## Kutipan Teks
Penghapusan ketentuan mengenai hakim ad hoc Dalam RUU MA


 

Dalam RUU Mahkamah Agung yang dibahas saat ini oleh DPR dan Pemerintah dinyatakan bahwa pasal 7 ayat (3) dihapus. Ketentuan tersebut sebelumnya berbunyi

Pada Mahkamah Agung dapat diangkat Hakim Ad Hoc yang diatur dalam undang-undang.

 

Atas rekomendasi penghapusan ini terdengar kabar bahwa para aktivis LSM yang juga merupakan teman-teman saya sendiri akan melakukan reaksi. Apa argumentasi yang ingin dibangun oleh rekan-rekan saya sendiri belum tahu. Tapi saya menduga bahwa argumentasinya adalah penghapusan tersebut merupakan upaya penghapusan hakim ad hoc di Mahkamah Agung. As simple as that.

 

Apakah tepat? Apakahg penghapusan pasal 7 ayat 3 tersebut akan membawa konsekuensi hukum? Konsekuensi hukum, pertanyaan inilah yang seharusnya yang menjadi pertanyaan jika kita berbicara mengenai pengaturan, baik mencabut, merubah atau membentuk suatu norma hukum baru.

## Bahan yang Diberikan
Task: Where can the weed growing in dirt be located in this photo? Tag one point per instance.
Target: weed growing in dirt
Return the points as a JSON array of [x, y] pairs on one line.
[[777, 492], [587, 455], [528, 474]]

## Tugas Latihan
#1 Salin bagian tulisan tentang hakim ad hoc, mulai dari kata-kata yang memuat "Pada Mahkamah Agung" dan berhenti setelah "simple as that.".
#2 Tentukan apakah tiap pernyataan berikut sesuai dengan tulisan tentang hakim ad hoc. Jawab ya atau tidak, lalu kutip kata-kata dari tulisan itu yang menentukan jawabannya.
(a) Dalam RUU Mahkamah Agung, pasal 7 ayat (3) dinyatakan dihapus.
(b) Penulis sudah tahu argumentasi yang akan dibangun oleh para aktivis LSM.
(c) Ketentuan yang dihapus menyebutkan bahwa Hakim Ad Hoc dapat diangkat pada Pengadilan Negeri.
#3 Menurut tulisan tentang hakim ad hoc, siapa yang sedang membahas RUU Mahkamah Agung?

## Hasil Tugas
#1
Pada Mahkamah Agung dapat diangkat Hakim Ad Hoc yang diatur dalam undang-undang.

 

Atas rekomendasi penghapusan ini terdengar kabar bahwa para aktivis LSM yang juga merupakan teman-teman saya sendiri akan melakukan reaksi. Apa argumentasi yang ingin dibangun oleh rekan-rekan saya sendiri belum tahu. Tapi saya menduga bahwa argumentasinya adalah penghapusan tersebut merupakan upaya penghapusan hakim ad hoc di Mahkamah Agung. As simple as that.

#2
(a) Ya: "dinyatakan bahwa pasal 7 ayat (3) dihapus"
(b) Tidak: "Apa argumentasi yang ingin dibangun oleh rekan-rekan saya sendiri belum tahu."
(c) Tidak: "Pada Mahkamah Agung dapat diangkat Hakim Ad Hoc yang diatur dalam undang-undang."

#3 DPR dan Pemerintah.